What needs to be done: Starting at the line that contains "in hand, one line per instance." and ending after the line that contains "Phrase: man's hand", rewrite those records with every "instance" changed to "occurrence" and nothing else altered. Return only those lines.

--- Begin Data rows ---

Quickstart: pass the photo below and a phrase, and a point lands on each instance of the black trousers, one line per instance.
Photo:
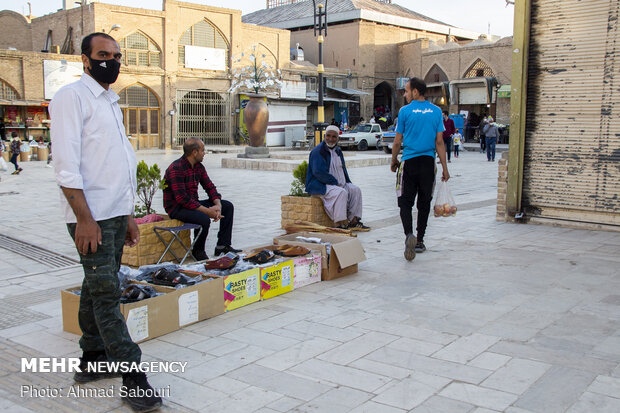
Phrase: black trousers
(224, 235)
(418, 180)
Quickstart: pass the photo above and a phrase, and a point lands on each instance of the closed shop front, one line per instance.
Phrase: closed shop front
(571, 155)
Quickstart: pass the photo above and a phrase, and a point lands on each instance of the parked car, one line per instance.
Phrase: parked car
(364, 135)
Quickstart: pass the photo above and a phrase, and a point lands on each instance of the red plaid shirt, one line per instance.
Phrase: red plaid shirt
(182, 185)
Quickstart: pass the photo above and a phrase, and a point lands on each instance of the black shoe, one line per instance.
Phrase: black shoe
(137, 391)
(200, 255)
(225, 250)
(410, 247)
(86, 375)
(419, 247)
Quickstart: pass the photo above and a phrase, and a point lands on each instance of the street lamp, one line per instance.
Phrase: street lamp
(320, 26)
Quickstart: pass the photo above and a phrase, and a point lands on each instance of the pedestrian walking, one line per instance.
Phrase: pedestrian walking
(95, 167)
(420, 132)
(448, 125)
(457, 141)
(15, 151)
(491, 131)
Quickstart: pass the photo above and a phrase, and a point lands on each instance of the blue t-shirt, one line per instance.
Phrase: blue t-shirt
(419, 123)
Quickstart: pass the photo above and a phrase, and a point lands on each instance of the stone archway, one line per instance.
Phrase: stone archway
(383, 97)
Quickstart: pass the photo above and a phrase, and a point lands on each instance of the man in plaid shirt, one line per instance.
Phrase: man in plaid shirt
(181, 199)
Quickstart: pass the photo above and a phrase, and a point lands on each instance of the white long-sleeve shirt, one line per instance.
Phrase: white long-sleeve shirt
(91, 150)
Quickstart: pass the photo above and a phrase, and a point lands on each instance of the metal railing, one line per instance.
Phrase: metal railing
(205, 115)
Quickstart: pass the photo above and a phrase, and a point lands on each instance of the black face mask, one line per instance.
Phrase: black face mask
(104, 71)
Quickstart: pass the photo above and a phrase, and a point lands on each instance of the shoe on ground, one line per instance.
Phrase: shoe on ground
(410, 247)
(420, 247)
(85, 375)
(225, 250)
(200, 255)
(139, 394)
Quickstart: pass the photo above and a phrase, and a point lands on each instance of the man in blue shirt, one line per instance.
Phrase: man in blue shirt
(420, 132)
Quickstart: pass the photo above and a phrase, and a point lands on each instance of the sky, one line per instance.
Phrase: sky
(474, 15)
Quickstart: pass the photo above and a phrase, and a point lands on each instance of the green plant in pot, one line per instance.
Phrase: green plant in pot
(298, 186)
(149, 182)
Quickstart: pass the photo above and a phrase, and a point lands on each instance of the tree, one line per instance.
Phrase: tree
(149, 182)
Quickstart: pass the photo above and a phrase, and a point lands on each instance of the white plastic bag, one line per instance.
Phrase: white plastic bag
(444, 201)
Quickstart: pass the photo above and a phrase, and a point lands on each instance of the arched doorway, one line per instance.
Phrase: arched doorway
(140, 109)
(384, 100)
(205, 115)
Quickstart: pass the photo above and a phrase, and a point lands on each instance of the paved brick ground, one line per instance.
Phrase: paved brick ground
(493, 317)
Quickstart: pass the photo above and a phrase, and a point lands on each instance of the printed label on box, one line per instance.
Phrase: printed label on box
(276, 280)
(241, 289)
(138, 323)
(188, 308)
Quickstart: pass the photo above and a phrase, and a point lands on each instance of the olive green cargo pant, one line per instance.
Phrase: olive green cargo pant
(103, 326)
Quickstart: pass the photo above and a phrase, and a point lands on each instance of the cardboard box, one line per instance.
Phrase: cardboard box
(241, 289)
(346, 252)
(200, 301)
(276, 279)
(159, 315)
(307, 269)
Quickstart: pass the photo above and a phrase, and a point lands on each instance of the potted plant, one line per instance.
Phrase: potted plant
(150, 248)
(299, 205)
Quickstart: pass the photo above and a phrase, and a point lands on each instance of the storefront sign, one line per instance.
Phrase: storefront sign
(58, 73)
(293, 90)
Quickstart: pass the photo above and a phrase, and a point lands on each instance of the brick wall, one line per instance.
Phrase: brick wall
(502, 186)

--- End Data rows ---
--- Begin Data rows ---

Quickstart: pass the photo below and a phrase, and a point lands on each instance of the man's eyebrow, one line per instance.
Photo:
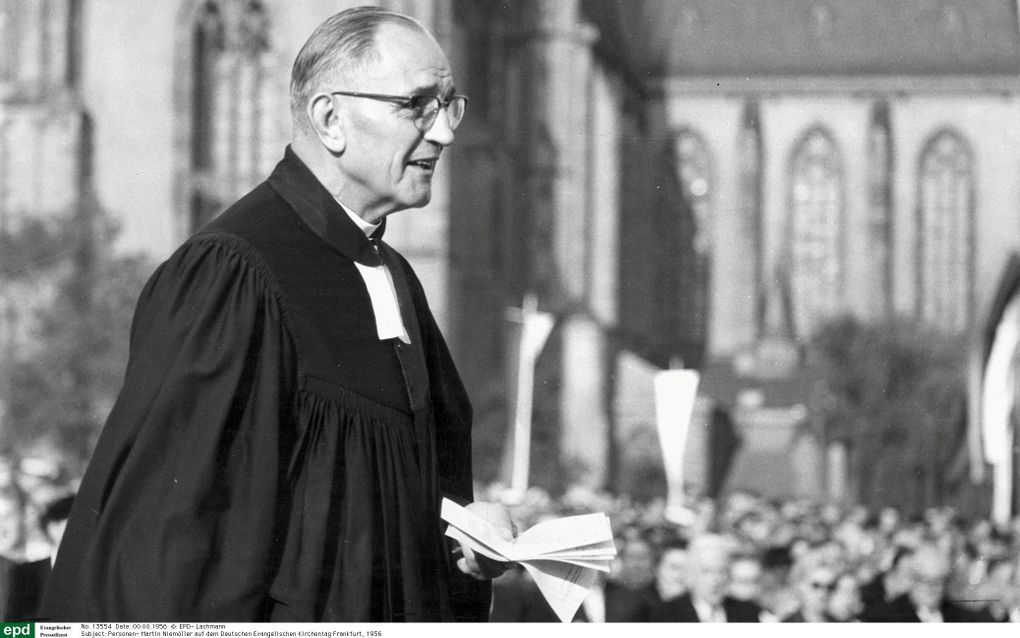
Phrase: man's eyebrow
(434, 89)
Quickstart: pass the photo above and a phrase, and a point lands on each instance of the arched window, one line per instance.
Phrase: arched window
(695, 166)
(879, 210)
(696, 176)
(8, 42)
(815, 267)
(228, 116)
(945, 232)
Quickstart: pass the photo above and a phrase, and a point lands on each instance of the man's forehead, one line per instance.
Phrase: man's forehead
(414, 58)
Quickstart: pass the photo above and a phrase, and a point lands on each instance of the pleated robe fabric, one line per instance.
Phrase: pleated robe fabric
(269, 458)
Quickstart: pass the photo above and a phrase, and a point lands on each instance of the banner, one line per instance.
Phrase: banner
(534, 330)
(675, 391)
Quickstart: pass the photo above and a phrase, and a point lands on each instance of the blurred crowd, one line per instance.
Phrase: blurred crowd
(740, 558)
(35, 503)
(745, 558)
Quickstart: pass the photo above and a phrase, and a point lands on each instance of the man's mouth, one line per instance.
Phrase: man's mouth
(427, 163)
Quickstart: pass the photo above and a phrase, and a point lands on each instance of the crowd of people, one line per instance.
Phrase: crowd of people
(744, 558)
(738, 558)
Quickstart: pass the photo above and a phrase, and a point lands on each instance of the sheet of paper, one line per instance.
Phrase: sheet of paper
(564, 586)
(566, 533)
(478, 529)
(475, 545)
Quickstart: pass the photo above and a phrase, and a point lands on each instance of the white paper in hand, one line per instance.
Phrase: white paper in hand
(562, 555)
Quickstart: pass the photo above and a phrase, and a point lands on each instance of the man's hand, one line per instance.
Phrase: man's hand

--- End Data rows ---

Solution to this problem:
Quickstart: pass the photo above and a phrase, and a point lands on each occurrence of the white paper in hand, one line per occurrence.
Phrase: white paper in hand
(562, 555)
Quickstart: pass the photo above and a phrase, and a point lands on each occurrence of the man's hand, one line per occurrence.
Phrase: man's hand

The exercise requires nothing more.